Output every line of the entries below as a JSON list of strings, one string per line, leaving out blank lines.
---- Listed records
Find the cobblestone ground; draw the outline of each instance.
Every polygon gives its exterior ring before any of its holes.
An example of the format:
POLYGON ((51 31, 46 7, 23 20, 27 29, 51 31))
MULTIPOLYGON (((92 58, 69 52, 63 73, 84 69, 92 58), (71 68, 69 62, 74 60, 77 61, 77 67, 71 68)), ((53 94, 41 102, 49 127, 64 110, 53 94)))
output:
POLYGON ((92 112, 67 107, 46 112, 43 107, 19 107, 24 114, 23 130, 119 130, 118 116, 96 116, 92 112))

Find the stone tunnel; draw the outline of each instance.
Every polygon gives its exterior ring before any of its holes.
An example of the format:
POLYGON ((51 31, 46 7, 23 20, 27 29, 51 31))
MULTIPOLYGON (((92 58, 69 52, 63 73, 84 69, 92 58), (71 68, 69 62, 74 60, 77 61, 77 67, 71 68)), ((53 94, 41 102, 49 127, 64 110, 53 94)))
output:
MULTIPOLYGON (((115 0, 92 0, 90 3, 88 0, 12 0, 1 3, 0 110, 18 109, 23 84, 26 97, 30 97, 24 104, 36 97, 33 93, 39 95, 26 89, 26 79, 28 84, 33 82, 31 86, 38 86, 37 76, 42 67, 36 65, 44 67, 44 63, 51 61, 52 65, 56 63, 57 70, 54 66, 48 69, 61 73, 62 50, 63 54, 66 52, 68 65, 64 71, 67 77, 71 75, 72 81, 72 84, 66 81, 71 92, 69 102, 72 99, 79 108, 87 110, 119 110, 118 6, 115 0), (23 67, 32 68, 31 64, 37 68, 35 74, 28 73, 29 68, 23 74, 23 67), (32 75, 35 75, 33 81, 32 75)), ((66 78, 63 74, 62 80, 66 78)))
--------
**Response**
[
  "Find the cobblestone ground; draw the outline of each instance.",
  "Every polygon gives its exterior ring before any of its holes.",
  "An example of the format:",
  "POLYGON ((51 31, 46 7, 23 20, 27 29, 51 31))",
  "MULTIPOLYGON (((92 58, 69 52, 63 73, 84 69, 92 58), (71 68, 69 62, 74 60, 77 61, 77 67, 71 68)), ((53 94, 41 102, 49 127, 64 110, 53 94)))",
  "output:",
  "POLYGON ((92 112, 67 107, 46 112, 43 107, 19 107, 24 114, 23 130, 119 130, 118 116, 96 116, 92 112))",
  "Find the stone tunnel; draw the outline of each instance.",
  "Every polygon gives its exterior ring before any of its holes.",
  "An example of the format:",
  "POLYGON ((51 31, 46 7, 23 20, 27 29, 51 31))",
  "MULTIPOLYGON (((92 58, 69 52, 63 73, 84 69, 92 58), (71 68, 69 62, 74 60, 77 61, 77 67, 71 68)), ((53 94, 41 102, 49 127, 64 110, 53 94)))",
  "output:",
  "MULTIPOLYGON (((115 0, 92 0, 90 3, 88 0, 12 0, 1 3, 0 110, 18 109, 23 84, 26 97, 30 97, 24 104, 36 97, 33 93, 39 95, 26 89, 26 79, 28 84, 33 82, 31 86, 38 86, 37 76, 42 67, 36 65, 44 67, 44 63, 51 61, 52 65, 56 63, 57 70, 54 66, 48 69, 61 73, 62 50, 63 54, 66 52, 68 65, 64 71, 67 77, 71 75, 72 81, 72 84, 66 81, 71 92, 69 102, 72 99, 79 108, 87 110, 119 110, 118 6, 115 0), (23 67, 32 68, 31 64, 37 68, 35 74, 28 73, 29 68, 23 74, 23 67), (32 75, 35 75, 33 81, 32 75)), ((66 78, 63 74, 62 80, 66 78)))"
]